● TASK DIRECTIONS: Every entry below should be returned exactly as it appears, with pictures left out.

### WORKING DATA

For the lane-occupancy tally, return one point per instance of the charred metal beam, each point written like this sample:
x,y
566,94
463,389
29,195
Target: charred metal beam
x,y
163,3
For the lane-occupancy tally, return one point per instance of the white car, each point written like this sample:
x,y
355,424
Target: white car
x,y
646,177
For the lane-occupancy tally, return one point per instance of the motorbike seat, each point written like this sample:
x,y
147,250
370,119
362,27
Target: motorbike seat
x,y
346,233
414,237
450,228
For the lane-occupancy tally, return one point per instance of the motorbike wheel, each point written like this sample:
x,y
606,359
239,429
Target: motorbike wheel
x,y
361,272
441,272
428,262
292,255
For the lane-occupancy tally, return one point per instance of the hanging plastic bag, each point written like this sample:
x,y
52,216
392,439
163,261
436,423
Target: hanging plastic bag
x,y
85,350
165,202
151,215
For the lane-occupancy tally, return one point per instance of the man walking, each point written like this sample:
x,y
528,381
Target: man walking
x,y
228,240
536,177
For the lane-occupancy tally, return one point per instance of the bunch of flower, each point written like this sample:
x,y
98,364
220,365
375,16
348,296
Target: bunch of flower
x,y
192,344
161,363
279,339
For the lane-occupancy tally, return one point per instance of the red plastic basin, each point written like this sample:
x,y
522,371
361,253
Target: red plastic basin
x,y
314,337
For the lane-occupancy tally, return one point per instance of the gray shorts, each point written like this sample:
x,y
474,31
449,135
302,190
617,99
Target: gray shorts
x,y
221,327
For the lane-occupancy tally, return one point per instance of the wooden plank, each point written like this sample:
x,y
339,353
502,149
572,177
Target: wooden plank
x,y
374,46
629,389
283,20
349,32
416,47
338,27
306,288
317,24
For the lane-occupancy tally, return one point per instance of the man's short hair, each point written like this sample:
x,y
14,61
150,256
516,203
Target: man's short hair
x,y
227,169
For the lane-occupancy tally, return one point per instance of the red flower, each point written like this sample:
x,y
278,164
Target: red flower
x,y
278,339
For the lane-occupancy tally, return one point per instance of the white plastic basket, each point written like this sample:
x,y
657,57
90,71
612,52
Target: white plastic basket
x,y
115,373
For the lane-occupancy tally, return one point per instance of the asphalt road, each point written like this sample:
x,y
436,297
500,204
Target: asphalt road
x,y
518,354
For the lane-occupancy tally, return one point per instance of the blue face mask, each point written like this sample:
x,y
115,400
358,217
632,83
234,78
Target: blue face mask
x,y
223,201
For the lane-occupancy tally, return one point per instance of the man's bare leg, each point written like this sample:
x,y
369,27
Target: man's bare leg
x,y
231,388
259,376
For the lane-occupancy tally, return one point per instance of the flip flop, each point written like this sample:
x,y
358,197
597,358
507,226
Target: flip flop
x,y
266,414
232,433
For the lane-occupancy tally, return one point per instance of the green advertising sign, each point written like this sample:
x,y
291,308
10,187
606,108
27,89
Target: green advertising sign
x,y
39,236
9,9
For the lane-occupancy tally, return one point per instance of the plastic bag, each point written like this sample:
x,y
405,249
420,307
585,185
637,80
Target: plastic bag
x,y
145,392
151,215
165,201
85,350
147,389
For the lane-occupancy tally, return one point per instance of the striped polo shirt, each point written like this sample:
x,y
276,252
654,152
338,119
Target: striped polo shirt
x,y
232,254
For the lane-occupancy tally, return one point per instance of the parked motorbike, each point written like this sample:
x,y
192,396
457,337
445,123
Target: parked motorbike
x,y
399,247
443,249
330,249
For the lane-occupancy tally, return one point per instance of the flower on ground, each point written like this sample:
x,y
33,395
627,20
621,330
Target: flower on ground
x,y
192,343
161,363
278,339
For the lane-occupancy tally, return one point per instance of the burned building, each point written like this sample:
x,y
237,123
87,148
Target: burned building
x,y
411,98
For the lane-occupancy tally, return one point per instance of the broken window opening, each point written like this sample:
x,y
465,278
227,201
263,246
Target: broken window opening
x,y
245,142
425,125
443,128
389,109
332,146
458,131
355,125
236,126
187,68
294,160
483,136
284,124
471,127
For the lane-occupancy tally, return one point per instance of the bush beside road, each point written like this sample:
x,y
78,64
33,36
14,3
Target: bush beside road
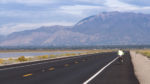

######

● WRITTEN SOLUTION:
For the lane-occupancy tally, return one point per instance of the charred metal beam, each point written like this sample:
x,y
566,94
463,389
29,195
Target: charred metal beam
x,y
163,3
For the lane-occupancy tally, return one point per instance of the white car, each point written like this sample:
x,y
355,424
Target: white car
x,y
646,177
For the lane-occupancy tally, return one point per instance of the motorbike seat, each point written like this sample:
x,y
147,250
370,119
362,27
Target: motorbike seat
x,y
346,233
414,237
450,228
For the lane-occupancy tally, return one point per instance of the motorbike wheel, each point written like this sample:
x,y
606,359
239,429
Target: motorbike wheel
x,y
361,272
441,272
428,262
292,255
For the lane-occupancy tally, return one point per instance of the hanging plastic bag, each point written like this sample:
x,y
52,216
392,439
163,261
436,423
Target: hanging plastic bag
x,y
85,350
165,202
151,215
For the lane-occupancy tally, return one point per instance of the man walking, each point written like this sample:
x,y
528,381
Target: man walking
x,y
228,240
536,177
For the lane-occupancy tally, return one point per instance of the bunch of flower, each point written like this sample:
x,y
98,364
220,365
375,16
348,296
Target: bunch of flower
x,y
192,344
161,363
279,339
For the lane-occupancy tally, return one point per instance of the red plastic basin, each point written like this sample:
x,y
522,371
361,253
Target: red plastic basin
x,y
314,337
For the lane-occupancy tally, return one point per instance of the gray shorts, each point written like this sample:
x,y
474,31
449,135
302,190
617,99
Target: gray shorts
x,y
221,327
For the lane-occupancy tally, return one point per instance of the wooden plank, each point written like this sample:
x,y
339,353
502,149
572,177
Target: wooden plank
x,y
374,46
629,389
283,20
349,32
416,47
338,27
306,288
317,24
For the lane-occupancy tally, return one point per instance of the man's short hair, each point written like this sample:
x,y
14,61
150,256
516,203
Target: man's short hair
x,y
227,169
For the lane-occupancy tally, return one point per instance of the red flower, each point written like this sample:
x,y
278,164
Target: red flower
x,y
278,339
For the lane-occupancy tally, return one point per instance of the white plastic basket, each point written like this sample:
x,y
657,57
90,71
612,52
Target: white plastic basket
x,y
115,373
For the lane-occupancy tally, return one point per instance of the asphalt road, each point written like this sample:
x,y
436,297
500,204
Target: asphalt road
x,y
518,354
For the lane-occupancy tally, return one point per instance of the blue face mask, each point written like this sample:
x,y
115,400
358,217
632,83
234,78
Target: blue face mask
x,y
223,201
For the lane-occupancy tally, return one point per instance of the man's bare leg, each point written like this sample:
x,y
369,27
Target: man's bare leg
x,y
231,388
259,376
For the lane-occupancy tally, return one point per instance of the flip flop, each point written like this sample:
x,y
358,197
597,358
507,226
Target: flip flop
x,y
266,414
232,433
For the lane-occupancy tally, return one point per instance of the green advertising sign, each point written like this sample:
x,y
291,308
10,187
606,108
27,89
Target: green advertising sign
x,y
39,236
9,9
For the lane-occupancy tally, return one point per instance of the plastic bag, each point written like this sample:
x,y
405,249
420,307
585,185
637,80
Target: plastic bag
x,y
145,392
151,215
165,201
85,350
147,389
For the lane-occupancy tally, return one point per instance of the striped polo shirt, each point written like this sample:
x,y
276,252
654,152
338,119
Target: striped polo shirt
x,y
232,254
For the lane-occupancy tally, return one point per instance of the parked motorbike, each point written like this sample:
x,y
192,396
457,337
445,123
Target: parked motorbike
x,y
399,247
443,249
330,249
For the lane-occupancy tally, return one point per instance of the flower on ground, each point written like this sample:
x,y
33,395
627,20
621,330
Target: flower on ground
x,y
192,343
161,363
278,339
For the lane-occupancy tally, return one point per instance of the burned building, each point written like this sample:
x,y
237,123
87,148
Target: burned building
x,y
411,98
For the lane-occupancy tally, return one point per instance of the broken window opening, each point written like this sample:
x,y
465,278
227,201
263,246
Target: broken window opening
x,y
245,142
425,125
443,128
389,109
332,146
458,131
355,125
236,126
187,68
294,160
483,136
284,124
471,127
For the lane-occupancy tally, return one point per instance of the bush beside road, each point written like this sample:
x,y
78,64
33,36
14,3
Target: bush beside road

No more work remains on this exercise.